Ketentuan Soal:
Tulis ulang semua baris mulai dari baris yang memuat "Find the green" sampai dengan baris yang memuat "[[[93,73],[93,80],[102,80],[110,76],[110,71],[106,68],[95,68]]]". Ganti "flat cap" dengan "beret" dan biarkan bagian lainnya tetap sama.

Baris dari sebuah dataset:
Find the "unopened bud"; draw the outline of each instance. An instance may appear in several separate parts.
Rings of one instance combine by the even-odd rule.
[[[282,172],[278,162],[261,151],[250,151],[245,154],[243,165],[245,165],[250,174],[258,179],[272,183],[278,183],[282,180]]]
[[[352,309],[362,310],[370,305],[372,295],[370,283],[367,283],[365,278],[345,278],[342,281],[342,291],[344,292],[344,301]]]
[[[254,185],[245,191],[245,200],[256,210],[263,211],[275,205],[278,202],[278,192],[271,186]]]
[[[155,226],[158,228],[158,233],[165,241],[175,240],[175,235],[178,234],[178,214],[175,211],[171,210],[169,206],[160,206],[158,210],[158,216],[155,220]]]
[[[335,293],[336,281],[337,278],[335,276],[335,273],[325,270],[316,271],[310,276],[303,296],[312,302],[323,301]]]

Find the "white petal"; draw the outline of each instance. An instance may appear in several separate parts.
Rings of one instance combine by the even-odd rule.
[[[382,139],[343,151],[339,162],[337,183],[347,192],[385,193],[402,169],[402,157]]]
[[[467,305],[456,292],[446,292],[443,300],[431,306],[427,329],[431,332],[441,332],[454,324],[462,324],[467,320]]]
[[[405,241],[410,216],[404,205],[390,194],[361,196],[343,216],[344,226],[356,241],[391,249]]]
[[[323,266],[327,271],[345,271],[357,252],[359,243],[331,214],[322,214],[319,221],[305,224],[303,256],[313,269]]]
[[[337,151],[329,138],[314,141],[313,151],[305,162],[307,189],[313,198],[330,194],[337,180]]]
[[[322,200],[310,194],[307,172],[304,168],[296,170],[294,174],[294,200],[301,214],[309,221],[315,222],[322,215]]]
* * *
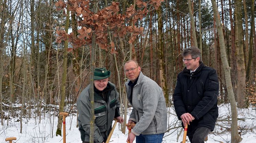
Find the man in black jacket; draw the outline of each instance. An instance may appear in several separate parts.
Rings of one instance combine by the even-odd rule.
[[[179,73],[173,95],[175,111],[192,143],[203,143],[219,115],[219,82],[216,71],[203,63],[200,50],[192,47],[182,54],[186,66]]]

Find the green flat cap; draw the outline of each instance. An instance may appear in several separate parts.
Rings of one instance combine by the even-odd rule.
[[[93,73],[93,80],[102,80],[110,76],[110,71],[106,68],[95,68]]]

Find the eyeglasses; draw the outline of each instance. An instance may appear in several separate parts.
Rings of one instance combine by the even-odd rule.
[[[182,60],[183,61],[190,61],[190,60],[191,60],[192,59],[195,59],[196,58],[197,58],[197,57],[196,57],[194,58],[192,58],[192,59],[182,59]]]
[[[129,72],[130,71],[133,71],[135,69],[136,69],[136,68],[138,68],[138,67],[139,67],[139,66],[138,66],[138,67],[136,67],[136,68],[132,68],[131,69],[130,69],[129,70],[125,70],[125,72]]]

Hasil di Bawah:
Find the green beret; draw the outline of each instance. An instance may appear in several separate parts.
Rings of one instance combine by the even-odd rule.
[[[93,73],[93,80],[102,80],[110,76],[110,71],[106,68],[95,68]]]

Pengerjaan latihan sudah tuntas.